**WHAT IS REQUIRED:** What is needed is an exact repetition of the lines below, from the first one through the one holding "box: [103, 53, 135, 96]", with no pictures and nothing else.

[Dataset entries]
------
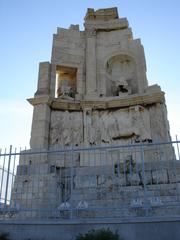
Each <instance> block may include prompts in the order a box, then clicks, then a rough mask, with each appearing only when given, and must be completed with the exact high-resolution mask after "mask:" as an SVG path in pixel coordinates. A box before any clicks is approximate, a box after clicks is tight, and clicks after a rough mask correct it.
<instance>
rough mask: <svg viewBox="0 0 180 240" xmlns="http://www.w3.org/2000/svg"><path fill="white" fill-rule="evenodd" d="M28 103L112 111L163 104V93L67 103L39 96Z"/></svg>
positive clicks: (61, 106) (65, 100) (57, 98)
mask: <svg viewBox="0 0 180 240" xmlns="http://www.w3.org/2000/svg"><path fill="white" fill-rule="evenodd" d="M28 102H29V103H30V104H32V105H33V106H35V105H39V104H47V105H49V106H50V107H51V108H52V109H54V110H70V111H79V110H82V109H84V108H92V109H112V108H124V107H131V106H135V105H142V106H147V105H151V104H155V103H164V102H165V99H164V92H155V93H151V94H141V95H130V96H127V97H124V98H118V97H117V98H116V99H112V98H103V99H102V100H101V99H97V100H93V101H92V100H81V101H69V100H62V99H58V98H51V97H49V96H40V97H35V98H30V99H28Z"/></svg>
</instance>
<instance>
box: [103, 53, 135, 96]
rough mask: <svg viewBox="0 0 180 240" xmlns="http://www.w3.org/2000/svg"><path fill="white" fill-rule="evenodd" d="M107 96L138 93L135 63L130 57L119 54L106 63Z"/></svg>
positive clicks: (117, 95)
mask: <svg viewBox="0 0 180 240" xmlns="http://www.w3.org/2000/svg"><path fill="white" fill-rule="evenodd" d="M106 88H107V89H106V92H107V95H108V96H125V95H130V94H134V93H137V92H138V83H137V72H136V63H135V61H134V59H133V58H132V57H131V56H128V55H125V54H120V55H116V56H113V57H111V58H110V59H109V60H108V61H107V63H106Z"/></svg>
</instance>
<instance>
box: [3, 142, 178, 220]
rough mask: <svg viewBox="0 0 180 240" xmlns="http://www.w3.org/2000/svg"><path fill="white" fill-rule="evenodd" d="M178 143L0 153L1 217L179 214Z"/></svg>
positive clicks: (155, 143)
mask: <svg viewBox="0 0 180 240" xmlns="http://www.w3.org/2000/svg"><path fill="white" fill-rule="evenodd" d="M179 143H180V142H179V141H174V142H164V143H152V142H148V141H147V142H144V143H142V142H141V143H136V144H129V145H119V146H101V147H91V148H85V147H84V148H68V149H49V150H36V151H34V150H32V149H28V150H27V149H25V150H22V149H19V150H17V149H13V147H12V146H10V148H9V149H8V150H7V149H4V150H1V151H0V219H3V220H4V219H6V220H8V219H11V220H13V219H64V218H65V219H72V218H108V217H110V218H112V217H113V218H116V217H118V218H122V217H123V218H124V217H125V218H129V217H143V216H146V217H148V216H169V215H173V216H175V215H176V216H177V215H178V216H179V215H180V161H179Z"/></svg>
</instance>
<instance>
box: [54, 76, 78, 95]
mask: <svg viewBox="0 0 180 240" xmlns="http://www.w3.org/2000/svg"><path fill="white" fill-rule="evenodd" d="M57 93H58V96H59V97H60V98H63V99H73V98H74V97H75V92H74V91H73V89H72V86H69V81H68V80H61V84H60V86H59V88H58V90H57Z"/></svg>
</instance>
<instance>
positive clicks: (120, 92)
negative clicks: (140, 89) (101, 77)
mask: <svg viewBox="0 0 180 240" xmlns="http://www.w3.org/2000/svg"><path fill="white" fill-rule="evenodd" d="M112 92H113V95H115V96H124V95H129V94H131V87H130V86H129V84H128V82H127V80H126V78H125V77H124V76H121V77H119V78H117V79H114V80H112Z"/></svg>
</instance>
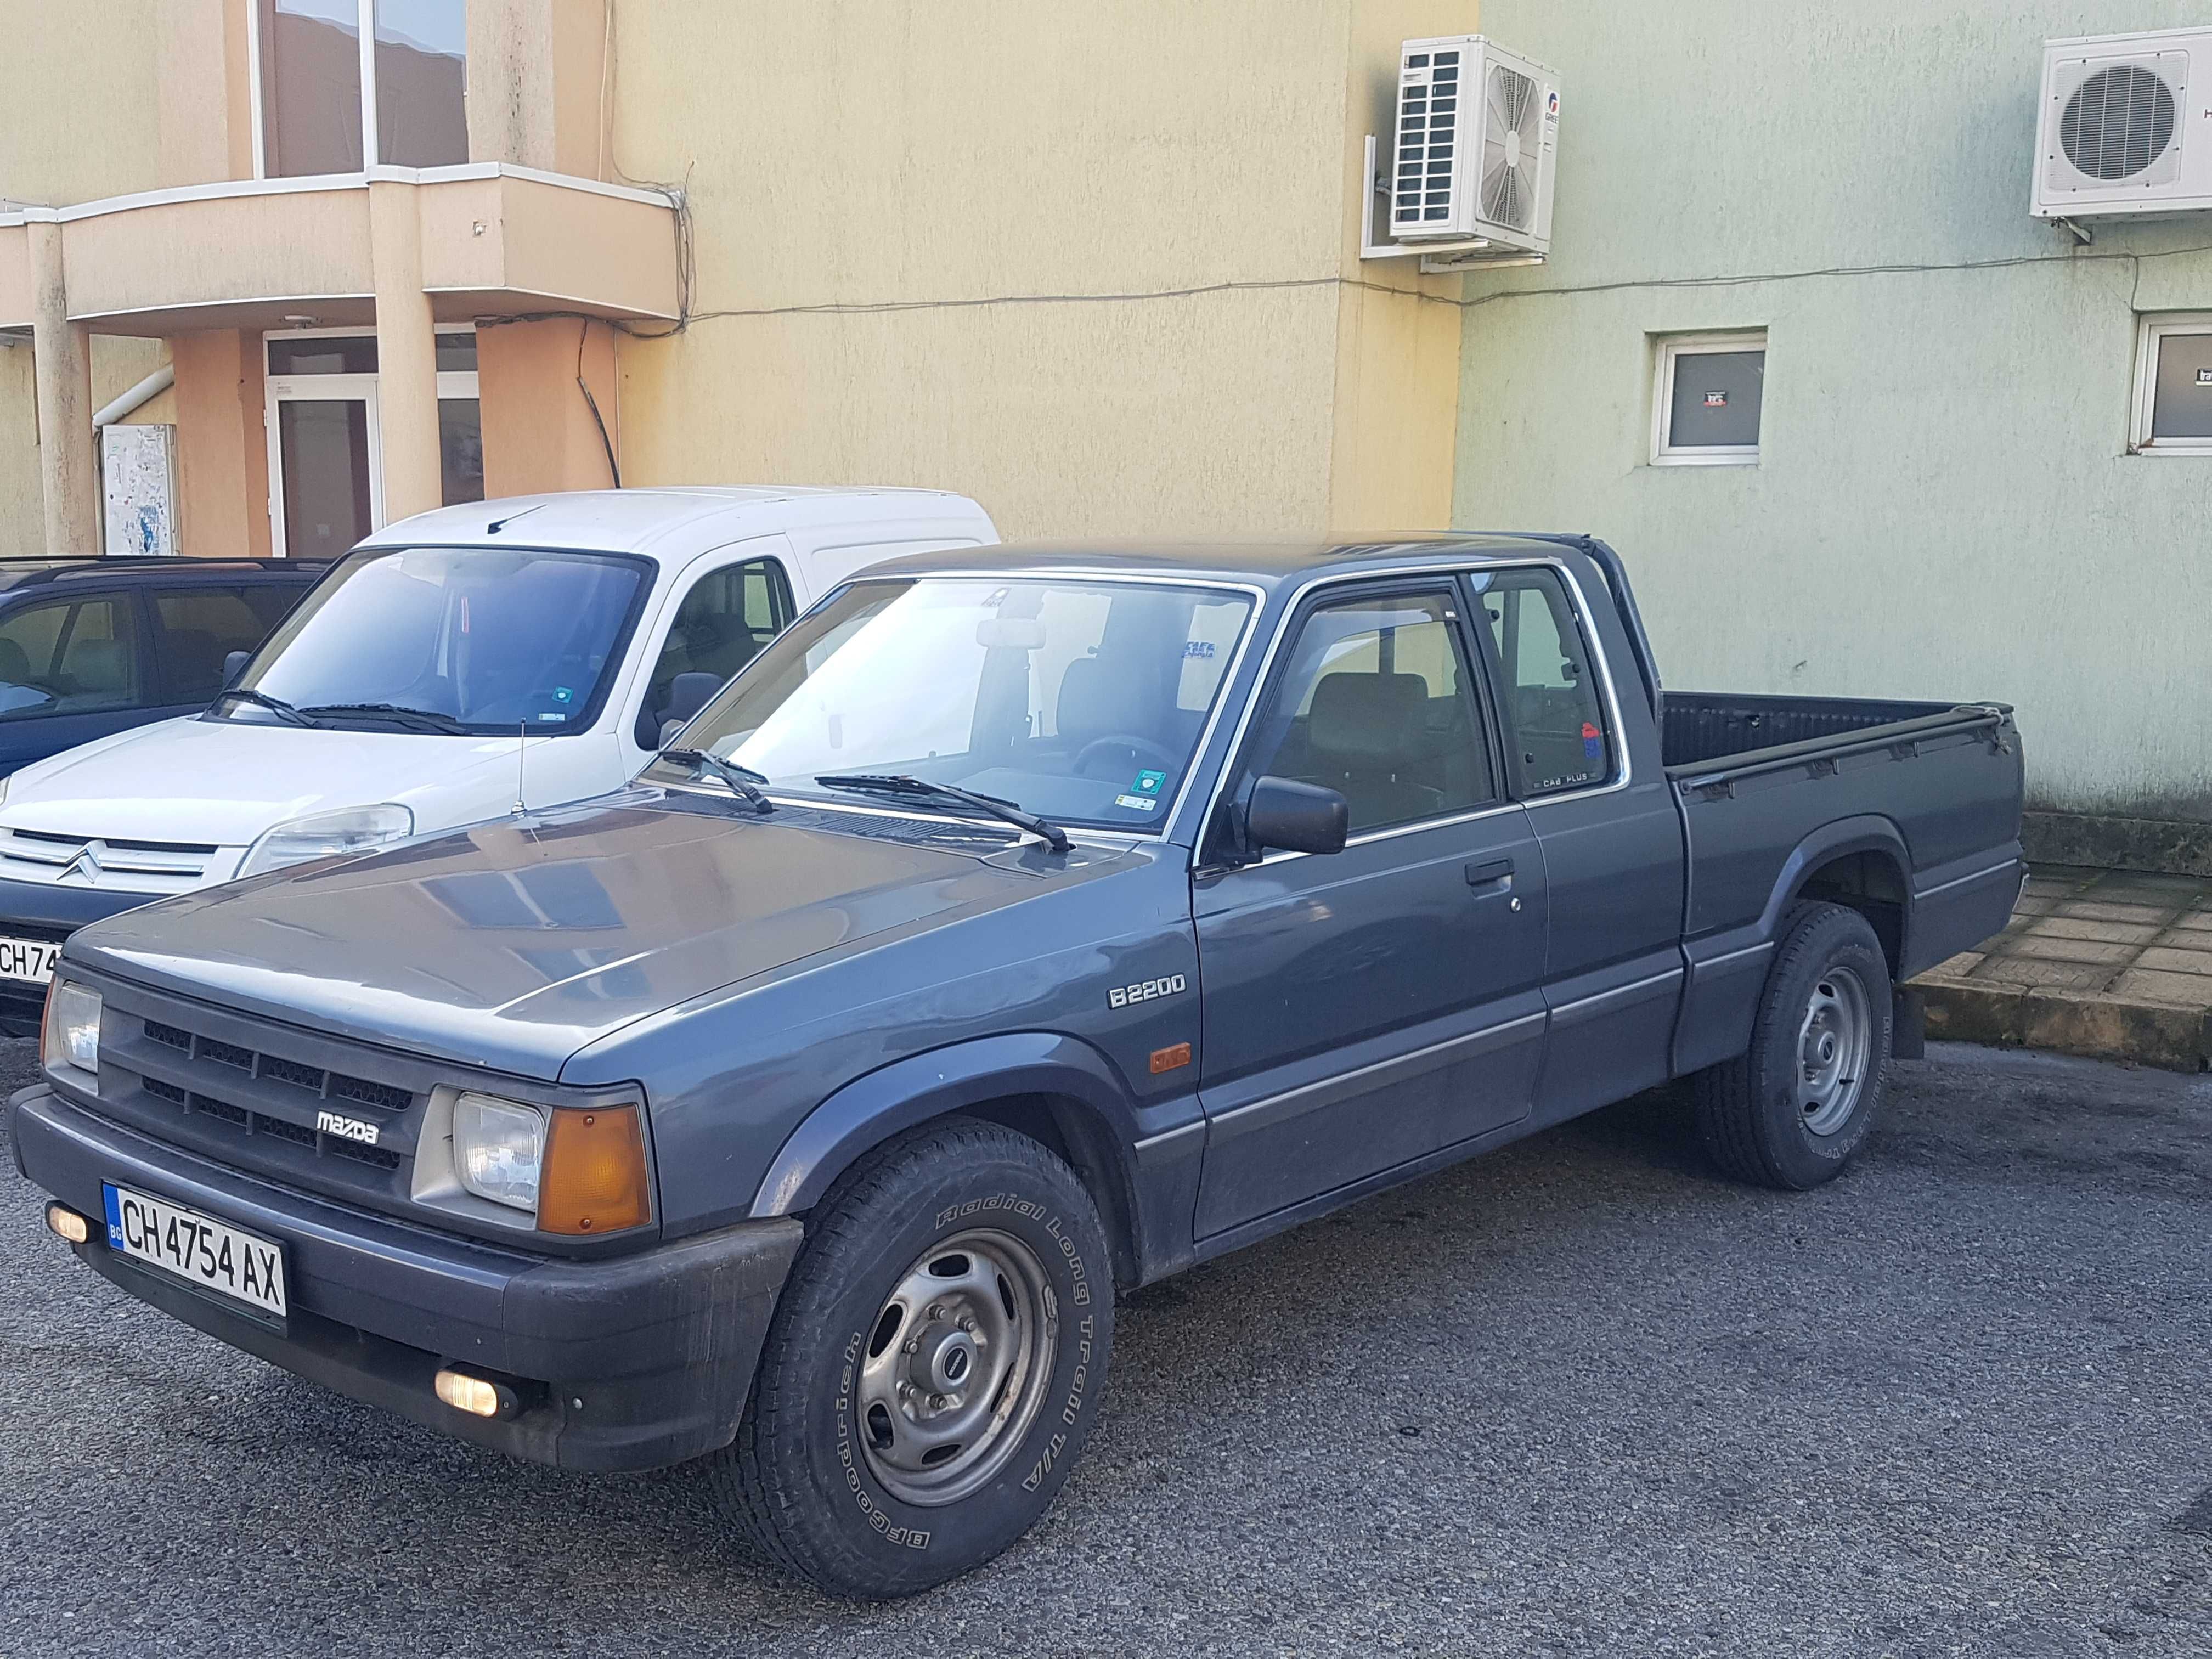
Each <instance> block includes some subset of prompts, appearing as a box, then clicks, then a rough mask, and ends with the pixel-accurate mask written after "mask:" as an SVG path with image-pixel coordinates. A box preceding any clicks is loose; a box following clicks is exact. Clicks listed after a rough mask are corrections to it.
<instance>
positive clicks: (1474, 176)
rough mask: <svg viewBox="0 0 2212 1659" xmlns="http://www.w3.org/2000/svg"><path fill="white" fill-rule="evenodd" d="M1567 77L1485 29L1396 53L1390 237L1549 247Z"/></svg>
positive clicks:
------
**RESPONSE BOX:**
Each <instance> block may include prompts in the order a box, then clicks, then a rough mask, with each appearing only when given, and must be completed with the exact high-resolution mask after "mask:" as an SVG path in pixel coordinates. A box before any clicks is approximate, a box after clicks is tight, and clicks after a rough mask correct it.
<instance>
rough mask: <svg viewBox="0 0 180 240" xmlns="http://www.w3.org/2000/svg"><path fill="white" fill-rule="evenodd" d="M28 103L112 111L163 104V93L67 103L39 96Z"/></svg>
positive clicks: (61, 106) (65, 100) (57, 98)
mask: <svg viewBox="0 0 180 240" xmlns="http://www.w3.org/2000/svg"><path fill="white" fill-rule="evenodd" d="M28 102H29V103H30V104H32V105H33V106H35V105H39V104H47V105H49V106H50V107H51V108H52V109H54V110H70V111H79V110H82V109H84V108H92V109H112V108H124V107H131V106H135V105H142V106H147V105H151V104H155V103H164V102H165V99H164V92H155V93H151V94H141V95H130V96H127V97H124V98H118V97H117V98H116V99H112V98H103V99H102V100H101V99H97V100H93V101H92V100H81V101H69V100H62V99H58V98H51V97H49V96H40V97H35V98H30V99H28Z"/></svg>
</instance>
<instance>
box: [103, 53, 135, 96]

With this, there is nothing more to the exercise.